▶ Dataset extract
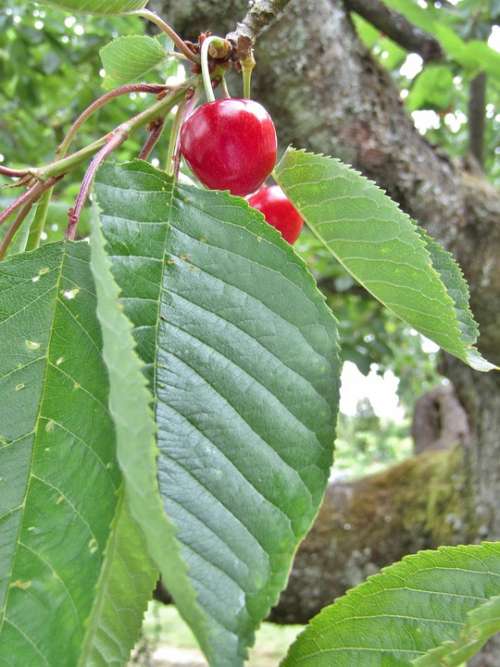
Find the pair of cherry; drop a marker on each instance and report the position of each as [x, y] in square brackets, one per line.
[230, 144]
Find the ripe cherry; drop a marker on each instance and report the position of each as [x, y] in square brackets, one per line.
[279, 211]
[230, 144]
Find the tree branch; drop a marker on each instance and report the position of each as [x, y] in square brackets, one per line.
[258, 17]
[398, 28]
[477, 117]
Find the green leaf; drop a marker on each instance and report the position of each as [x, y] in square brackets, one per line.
[128, 577]
[473, 55]
[98, 6]
[433, 89]
[130, 400]
[128, 58]
[246, 378]
[433, 609]
[381, 247]
[59, 478]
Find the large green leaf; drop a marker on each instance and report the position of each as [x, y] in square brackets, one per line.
[383, 249]
[128, 58]
[433, 609]
[98, 6]
[129, 401]
[246, 379]
[59, 478]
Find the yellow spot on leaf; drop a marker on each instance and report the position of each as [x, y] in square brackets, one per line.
[70, 294]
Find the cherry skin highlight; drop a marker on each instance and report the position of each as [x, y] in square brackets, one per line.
[230, 144]
[279, 211]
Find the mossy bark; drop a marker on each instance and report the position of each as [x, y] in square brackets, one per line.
[366, 524]
[327, 94]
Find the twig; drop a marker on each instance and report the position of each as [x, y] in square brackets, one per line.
[117, 138]
[398, 28]
[161, 107]
[155, 130]
[154, 89]
[477, 117]
[13, 229]
[28, 197]
[259, 16]
[168, 30]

▶ Task brief
Write out, exactly as shown, only the lines running from the one that contains "Find the ripe" to the last line above.

▶ Reply
Find the ripe cherry; drop a marker on each instance and report the position of each as [x, y] in square brackets, one per line.
[279, 211]
[230, 144]
Find the tree branch; drop a marker on each instance and report the position of each as [x, y] in square brackets, one per line.
[258, 17]
[398, 28]
[477, 117]
Find the green leaf; drop a marker on each instance and report the position of each as [x, y] in square brackets, one per line.
[128, 577]
[473, 55]
[98, 6]
[433, 89]
[130, 400]
[128, 58]
[246, 378]
[433, 609]
[381, 247]
[59, 478]
Find the large green leaf; drop a marker on each instance and report the position of each as [x, y] in square brackets, one per line.
[383, 249]
[128, 58]
[433, 609]
[98, 6]
[129, 401]
[246, 379]
[59, 478]
Find the yellow spot on leaf; drop a marker on each instance and report the position of each as [x, y] in square brackets, one per line.
[70, 294]
Find the cherry skin highlight; drop a marker on each instance and report the position of each as [x, y] in square brackets, one per line.
[230, 144]
[279, 211]
Find the mossy bark; drop a marker on each instance and report the position of each as [x, y] in square brackets, one per line.
[366, 524]
[327, 94]
Find the twig; drop a marker on each instance and report the position of each as [x, y] in square brackets, one per line.
[117, 138]
[398, 28]
[161, 107]
[155, 130]
[154, 89]
[477, 117]
[13, 229]
[28, 197]
[259, 16]
[168, 30]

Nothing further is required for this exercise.